→ WHAT THIS TASK INVOLVES: Using the entries below, return word for word the lines from the one containing "Locate the dirt" up to and including the last.

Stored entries

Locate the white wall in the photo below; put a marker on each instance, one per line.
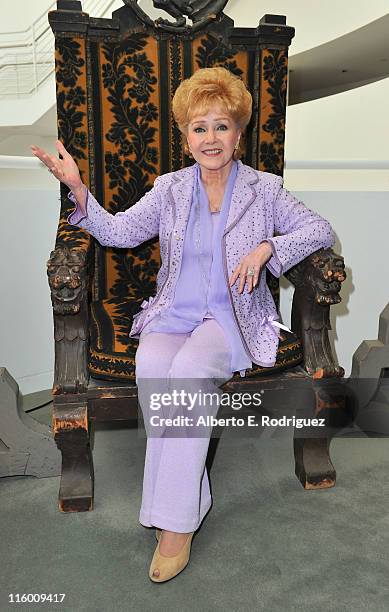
(347, 125)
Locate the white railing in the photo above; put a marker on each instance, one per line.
(27, 56)
(32, 163)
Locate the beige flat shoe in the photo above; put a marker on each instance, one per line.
(169, 567)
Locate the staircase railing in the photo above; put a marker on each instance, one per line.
(27, 56)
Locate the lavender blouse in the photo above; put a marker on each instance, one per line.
(201, 291)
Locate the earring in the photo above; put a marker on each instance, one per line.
(187, 150)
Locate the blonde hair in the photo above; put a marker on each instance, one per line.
(210, 87)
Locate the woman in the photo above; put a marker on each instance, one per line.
(213, 313)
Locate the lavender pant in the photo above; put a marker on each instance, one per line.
(176, 494)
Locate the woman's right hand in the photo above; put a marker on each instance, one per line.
(65, 170)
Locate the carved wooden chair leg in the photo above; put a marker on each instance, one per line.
(313, 466)
(71, 433)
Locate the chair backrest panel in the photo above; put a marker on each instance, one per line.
(115, 81)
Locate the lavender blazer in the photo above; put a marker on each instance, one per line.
(260, 208)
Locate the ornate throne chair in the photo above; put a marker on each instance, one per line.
(115, 79)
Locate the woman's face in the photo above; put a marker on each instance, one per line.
(212, 138)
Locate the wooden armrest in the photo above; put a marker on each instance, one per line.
(317, 281)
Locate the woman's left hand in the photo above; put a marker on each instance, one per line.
(256, 260)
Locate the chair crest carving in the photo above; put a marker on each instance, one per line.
(200, 12)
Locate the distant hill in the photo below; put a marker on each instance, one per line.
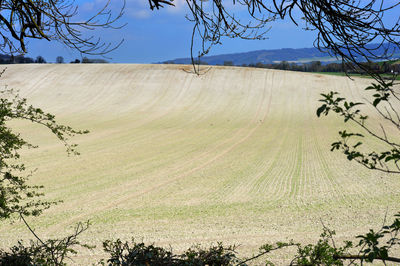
(301, 55)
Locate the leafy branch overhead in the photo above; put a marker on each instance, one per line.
(385, 98)
(53, 21)
(345, 29)
(16, 196)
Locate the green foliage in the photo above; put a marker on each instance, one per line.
(16, 196)
(50, 252)
(384, 101)
(124, 253)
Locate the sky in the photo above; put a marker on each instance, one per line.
(165, 34)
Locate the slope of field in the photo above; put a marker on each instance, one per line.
(234, 155)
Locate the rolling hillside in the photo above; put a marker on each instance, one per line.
(235, 155)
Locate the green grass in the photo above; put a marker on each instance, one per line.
(236, 155)
(355, 75)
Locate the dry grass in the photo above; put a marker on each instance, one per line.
(236, 155)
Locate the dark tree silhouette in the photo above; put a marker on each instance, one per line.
(354, 31)
(53, 20)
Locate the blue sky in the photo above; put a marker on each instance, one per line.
(159, 35)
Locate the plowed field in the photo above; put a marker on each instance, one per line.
(235, 155)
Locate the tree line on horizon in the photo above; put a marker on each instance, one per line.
(383, 67)
(21, 59)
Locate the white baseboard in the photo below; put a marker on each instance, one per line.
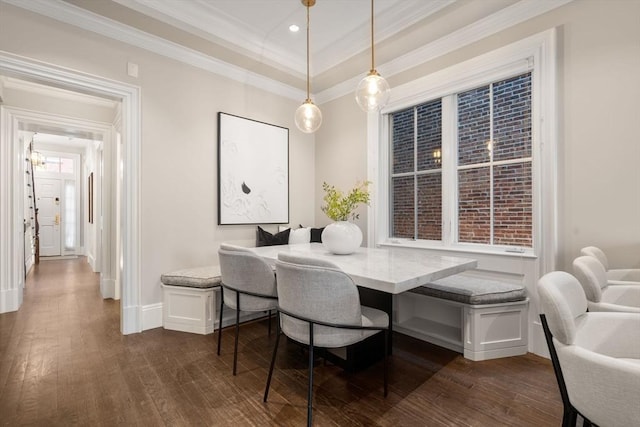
(107, 288)
(152, 316)
(10, 300)
(132, 315)
(29, 264)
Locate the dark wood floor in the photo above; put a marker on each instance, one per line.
(64, 362)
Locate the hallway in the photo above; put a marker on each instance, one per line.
(64, 362)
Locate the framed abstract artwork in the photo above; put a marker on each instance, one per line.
(253, 171)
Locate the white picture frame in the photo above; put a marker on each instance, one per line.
(253, 171)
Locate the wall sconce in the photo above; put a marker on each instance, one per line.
(37, 159)
(437, 156)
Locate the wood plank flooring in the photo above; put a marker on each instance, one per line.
(64, 362)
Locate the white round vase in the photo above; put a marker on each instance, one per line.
(342, 237)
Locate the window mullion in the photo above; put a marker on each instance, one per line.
(415, 173)
(449, 172)
(491, 142)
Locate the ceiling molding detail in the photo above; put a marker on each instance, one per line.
(391, 22)
(499, 21)
(54, 92)
(81, 18)
(210, 20)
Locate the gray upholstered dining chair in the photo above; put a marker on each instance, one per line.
(600, 295)
(595, 355)
(248, 284)
(319, 306)
(615, 276)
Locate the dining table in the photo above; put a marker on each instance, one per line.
(379, 273)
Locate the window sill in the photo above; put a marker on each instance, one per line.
(416, 244)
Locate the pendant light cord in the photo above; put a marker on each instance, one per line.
(372, 45)
(308, 84)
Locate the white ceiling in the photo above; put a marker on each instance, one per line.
(339, 29)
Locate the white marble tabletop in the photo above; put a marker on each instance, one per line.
(392, 270)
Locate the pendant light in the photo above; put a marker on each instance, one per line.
(373, 91)
(308, 116)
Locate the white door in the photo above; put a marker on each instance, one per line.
(48, 205)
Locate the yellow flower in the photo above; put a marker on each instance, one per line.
(338, 206)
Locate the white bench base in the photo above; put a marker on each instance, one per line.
(480, 332)
(189, 309)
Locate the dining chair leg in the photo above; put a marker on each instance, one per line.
(220, 322)
(569, 418)
(310, 392)
(235, 348)
(384, 361)
(273, 361)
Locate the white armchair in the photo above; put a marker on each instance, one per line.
(616, 276)
(601, 296)
(596, 356)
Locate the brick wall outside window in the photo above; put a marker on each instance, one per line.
(493, 161)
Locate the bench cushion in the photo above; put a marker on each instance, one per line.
(473, 290)
(200, 277)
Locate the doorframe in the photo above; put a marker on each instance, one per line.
(11, 270)
(78, 196)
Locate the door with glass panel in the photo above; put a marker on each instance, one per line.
(57, 202)
(48, 204)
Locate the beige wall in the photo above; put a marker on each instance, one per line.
(599, 121)
(599, 137)
(179, 140)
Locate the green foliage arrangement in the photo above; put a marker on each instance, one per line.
(340, 207)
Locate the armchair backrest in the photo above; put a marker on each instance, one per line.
(243, 270)
(596, 253)
(592, 276)
(317, 290)
(562, 300)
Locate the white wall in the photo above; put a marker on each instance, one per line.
(179, 140)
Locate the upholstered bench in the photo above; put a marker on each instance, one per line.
(479, 317)
(189, 299)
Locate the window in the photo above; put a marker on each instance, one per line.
(492, 166)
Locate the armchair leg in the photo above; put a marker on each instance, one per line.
(386, 346)
(220, 322)
(310, 392)
(235, 349)
(569, 418)
(273, 360)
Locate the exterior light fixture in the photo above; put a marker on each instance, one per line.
(308, 116)
(373, 91)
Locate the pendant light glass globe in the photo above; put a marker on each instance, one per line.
(373, 92)
(308, 117)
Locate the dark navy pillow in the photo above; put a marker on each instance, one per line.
(316, 235)
(264, 238)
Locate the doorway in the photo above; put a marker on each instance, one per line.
(11, 220)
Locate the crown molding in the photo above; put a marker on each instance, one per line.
(191, 16)
(30, 87)
(390, 22)
(499, 21)
(81, 18)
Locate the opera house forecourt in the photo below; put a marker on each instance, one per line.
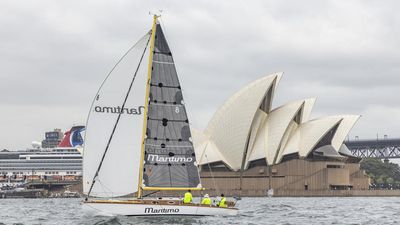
(248, 147)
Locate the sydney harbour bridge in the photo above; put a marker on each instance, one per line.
(375, 148)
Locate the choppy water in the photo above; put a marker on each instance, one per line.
(252, 211)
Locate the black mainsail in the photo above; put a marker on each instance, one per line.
(169, 157)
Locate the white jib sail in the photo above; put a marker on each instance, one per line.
(119, 172)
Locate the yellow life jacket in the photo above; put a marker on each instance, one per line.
(187, 198)
(206, 201)
(222, 203)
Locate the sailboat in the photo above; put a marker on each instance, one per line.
(138, 137)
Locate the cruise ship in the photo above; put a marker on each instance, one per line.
(63, 162)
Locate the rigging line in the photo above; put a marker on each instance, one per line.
(119, 116)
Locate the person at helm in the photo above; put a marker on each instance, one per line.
(188, 198)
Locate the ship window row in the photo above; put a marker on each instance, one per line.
(41, 165)
(40, 168)
(52, 157)
(39, 161)
(46, 172)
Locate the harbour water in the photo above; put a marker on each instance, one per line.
(371, 210)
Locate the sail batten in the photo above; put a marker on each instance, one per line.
(169, 158)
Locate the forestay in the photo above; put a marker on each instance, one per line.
(169, 153)
(118, 174)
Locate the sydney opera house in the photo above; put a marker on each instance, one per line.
(249, 147)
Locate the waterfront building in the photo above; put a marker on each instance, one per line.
(249, 147)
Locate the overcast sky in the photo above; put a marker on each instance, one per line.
(54, 55)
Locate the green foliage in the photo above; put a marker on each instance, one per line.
(382, 174)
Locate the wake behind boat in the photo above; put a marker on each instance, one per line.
(138, 137)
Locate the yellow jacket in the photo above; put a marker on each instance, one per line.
(206, 201)
(222, 203)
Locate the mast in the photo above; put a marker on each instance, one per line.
(146, 105)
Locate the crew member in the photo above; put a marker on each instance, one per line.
(188, 197)
(206, 200)
(222, 202)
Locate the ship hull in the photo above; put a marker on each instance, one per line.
(132, 208)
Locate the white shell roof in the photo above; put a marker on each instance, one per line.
(229, 127)
(240, 132)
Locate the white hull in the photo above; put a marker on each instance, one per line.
(141, 209)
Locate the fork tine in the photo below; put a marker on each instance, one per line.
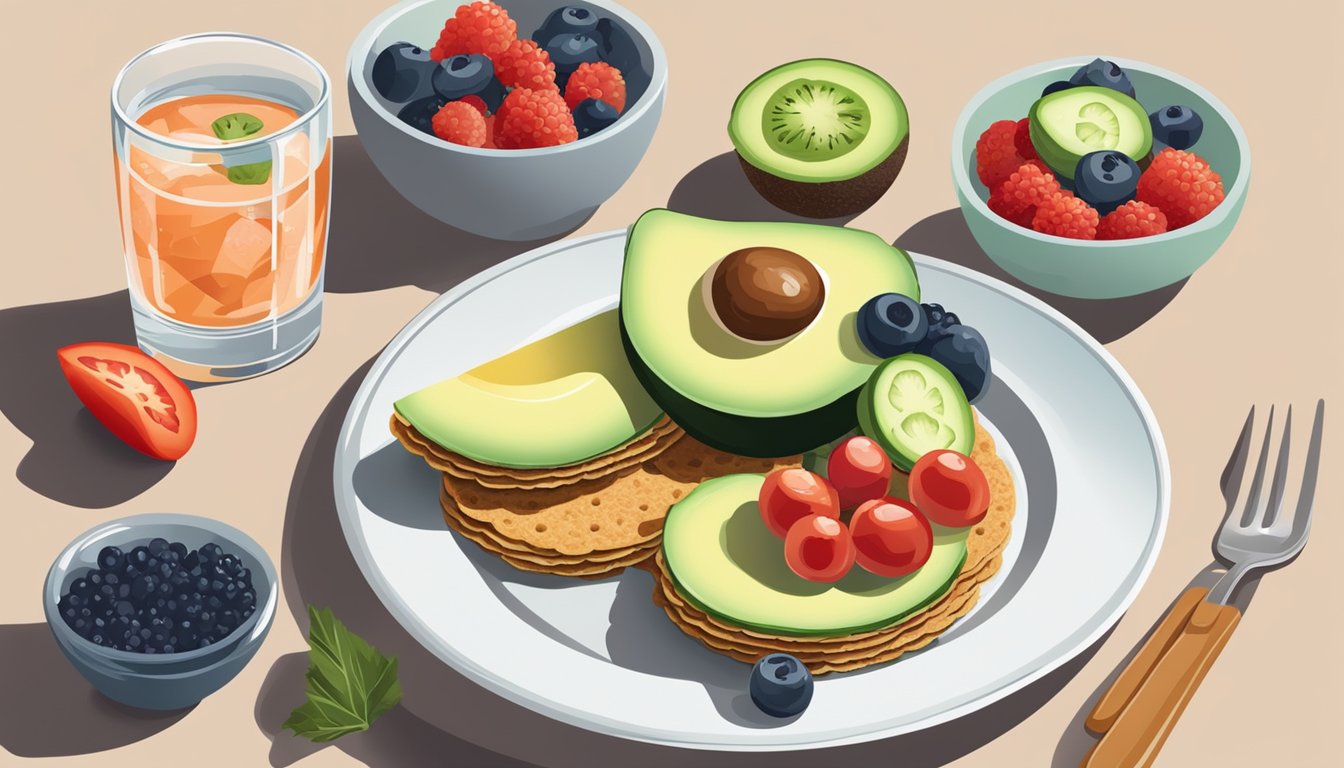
(1268, 513)
(1258, 479)
(1303, 515)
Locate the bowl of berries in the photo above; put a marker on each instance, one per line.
(511, 120)
(1101, 178)
(160, 611)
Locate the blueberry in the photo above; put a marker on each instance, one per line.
(593, 114)
(967, 355)
(1106, 74)
(891, 324)
(468, 74)
(1176, 125)
(566, 20)
(781, 685)
(1106, 179)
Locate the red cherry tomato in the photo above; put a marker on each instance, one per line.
(859, 470)
(133, 396)
(788, 495)
(819, 549)
(949, 488)
(890, 537)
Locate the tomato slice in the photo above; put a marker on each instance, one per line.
(133, 396)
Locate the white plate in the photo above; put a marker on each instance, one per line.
(1085, 448)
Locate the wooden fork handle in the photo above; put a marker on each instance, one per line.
(1126, 685)
(1145, 722)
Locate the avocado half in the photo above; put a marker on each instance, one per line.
(820, 137)
(739, 396)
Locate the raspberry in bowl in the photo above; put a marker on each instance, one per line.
(1098, 178)
(511, 120)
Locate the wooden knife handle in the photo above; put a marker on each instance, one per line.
(1144, 725)
(1117, 696)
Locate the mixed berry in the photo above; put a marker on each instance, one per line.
(481, 85)
(160, 597)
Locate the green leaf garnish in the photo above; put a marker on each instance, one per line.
(350, 682)
(250, 174)
(234, 127)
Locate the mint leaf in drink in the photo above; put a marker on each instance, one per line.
(350, 682)
(234, 127)
(250, 174)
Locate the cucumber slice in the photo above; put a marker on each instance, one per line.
(1067, 124)
(913, 405)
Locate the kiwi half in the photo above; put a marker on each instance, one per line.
(820, 137)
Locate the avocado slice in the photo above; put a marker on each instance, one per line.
(558, 401)
(741, 396)
(727, 564)
(820, 137)
(1067, 124)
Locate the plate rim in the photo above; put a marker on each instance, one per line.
(1042, 666)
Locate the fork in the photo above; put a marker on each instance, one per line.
(1137, 713)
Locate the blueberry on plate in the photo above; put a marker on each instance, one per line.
(891, 324)
(593, 114)
(1106, 74)
(1106, 179)
(781, 685)
(468, 74)
(566, 20)
(402, 73)
(1178, 127)
(964, 353)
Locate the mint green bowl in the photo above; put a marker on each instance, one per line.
(1101, 269)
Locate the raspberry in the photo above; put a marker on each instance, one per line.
(460, 123)
(996, 154)
(1132, 219)
(1066, 215)
(1018, 195)
(534, 119)
(1182, 186)
(1022, 140)
(596, 80)
(524, 65)
(476, 28)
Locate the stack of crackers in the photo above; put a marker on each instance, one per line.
(835, 654)
(589, 519)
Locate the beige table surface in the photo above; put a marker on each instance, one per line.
(1258, 324)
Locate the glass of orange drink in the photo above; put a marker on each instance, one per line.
(223, 186)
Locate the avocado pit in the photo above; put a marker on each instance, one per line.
(766, 293)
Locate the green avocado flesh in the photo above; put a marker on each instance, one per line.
(749, 397)
(725, 561)
(557, 401)
(1071, 123)
(913, 405)
(817, 120)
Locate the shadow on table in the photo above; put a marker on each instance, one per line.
(73, 459)
(50, 710)
(945, 236)
(446, 718)
(378, 240)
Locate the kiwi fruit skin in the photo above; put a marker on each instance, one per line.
(828, 199)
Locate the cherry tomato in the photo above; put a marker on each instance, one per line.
(859, 470)
(819, 549)
(890, 537)
(949, 488)
(790, 494)
(133, 396)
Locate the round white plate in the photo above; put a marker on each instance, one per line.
(1092, 479)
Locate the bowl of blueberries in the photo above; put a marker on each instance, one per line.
(1152, 172)
(160, 611)
(510, 120)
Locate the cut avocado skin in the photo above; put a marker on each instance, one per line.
(723, 560)
(733, 394)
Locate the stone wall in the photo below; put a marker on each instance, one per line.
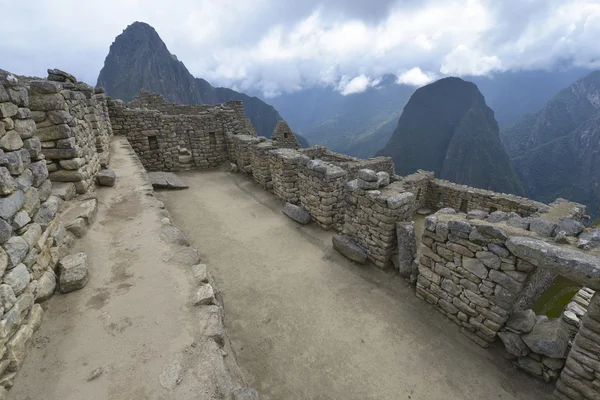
(580, 379)
(32, 240)
(284, 174)
(261, 163)
(321, 188)
(284, 137)
(464, 198)
(168, 141)
(372, 209)
(467, 272)
(73, 127)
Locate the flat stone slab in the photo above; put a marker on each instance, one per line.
(166, 180)
(297, 213)
(349, 249)
(570, 263)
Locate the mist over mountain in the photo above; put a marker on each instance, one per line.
(556, 150)
(138, 58)
(447, 128)
(360, 124)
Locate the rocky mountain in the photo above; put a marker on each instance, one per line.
(556, 151)
(447, 128)
(358, 124)
(138, 58)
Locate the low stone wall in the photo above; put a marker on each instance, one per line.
(581, 376)
(537, 345)
(261, 163)
(371, 215)
(284, 137)
(464, 198)
(321, 188)
(32, 238)
(72, 126)
(284, 174)
(177, 137)
(467, 272)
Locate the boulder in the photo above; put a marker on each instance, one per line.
(589, 239)
(549, 338)
(349, 249)
(73, 272)
(407, 247)
(514, 344)
(570, 263)
(521, 321)
(46, 286)
(498, 216)
(297, 213)
(171, 234)
(166, 180)
(204, 295)
(542, 227)
(106, 177)
(367, 175)
(570, 227)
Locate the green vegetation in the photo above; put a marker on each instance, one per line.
(447, 128)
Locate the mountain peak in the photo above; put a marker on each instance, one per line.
(139, 59)
(447, 128)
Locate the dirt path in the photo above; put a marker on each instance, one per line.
(133, 322)
(307, 324)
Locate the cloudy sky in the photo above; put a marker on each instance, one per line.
(276, 46)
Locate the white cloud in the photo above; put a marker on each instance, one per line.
(275, 46)
(416, 77)
(356, 85)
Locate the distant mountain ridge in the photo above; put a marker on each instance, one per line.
(556, 150)
(447, 128)
(138, 58)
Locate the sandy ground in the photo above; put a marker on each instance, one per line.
(114, 338)
(307, 324)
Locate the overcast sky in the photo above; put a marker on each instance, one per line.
(282, 46)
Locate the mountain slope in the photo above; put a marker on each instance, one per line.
(357, 124)
(556, 151)
(447, 128)
(138, 59)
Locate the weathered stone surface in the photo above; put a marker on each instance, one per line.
(16, 249)
(542, 227)
(46, 286)
(573, 264)
(17, 278)
(407, 247)
(106, 177)
(166, 180)
(498, 216)
(171, 234)
(204, 295)
(570, 227)
(549, 338)
(521, 321)
(514, 344)
(185, 256)
(349, 249)
(489, 259)
(589, 239)
(297, 213)
(367, 175)
(530, 365)
(200, 273)
(73, 272)
(475, 267)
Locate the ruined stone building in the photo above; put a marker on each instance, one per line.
(482, 260)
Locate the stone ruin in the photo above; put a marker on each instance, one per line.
(482, 259)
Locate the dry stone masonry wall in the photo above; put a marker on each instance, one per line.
(34, 240)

→ OUTPUT FOR THIS EXERCISE:
Locate the dirt path in the photo above; put a marker on each instance, one per line.
(133, 322)
(307, 324)
Locate the cloudy sky in the photo above; put a marker on each instance, one per line.
(276, 46)
Locate the white cloud in the photo above; put a marker on each instance, one per line.
(275, 46)
(416, 77)
(356, 85)
Locate the distant mountain ridge in the photo above; put a marker on each instance, one per line.
(556, 150)
(447, 128)
(138, 58)
Locate the sandy ground in the photo above; put a marker on each instance, one per line.
(114, 338)
(307, 324)
Locate the overcast sky in the photo above; put a marker on each instance, one per line.
(282, 46)
Locate the mountain slope in the photo above; put a marker on each instance, one per line.
(357, 124)
(556, 151)
(447, 128)
(138, 59)
Locate the weathered stone surface in the photo above; put a marker on each instance, one per line.
(16, 249)
(542, 227)
(46, 286)
(573, 264)
(17, 278)
(407, 247)
(106, 177)
(166, 180)
(498, 216)
(171, 234)
(204, 295)
(570, 227)
(549, 338)
(521, 321)
(514, 344)
(185, 256)
(349, 249)
(489, 259)
(589, 239)
(297, 213)
(367, 175)
(530, 365)
(200, 273)
(73, 272)
(475, 267)
Locate the ruined stone building in the photo above; put a marker on each instance, one per line.
(482, 260)
Locate the stone ruin in the photo above; put a marker on each instance, one per line.
(482, 259)
Locate the dry stone masonry wall in the photo above; put a marker on each instance, one per line.
(34, 240)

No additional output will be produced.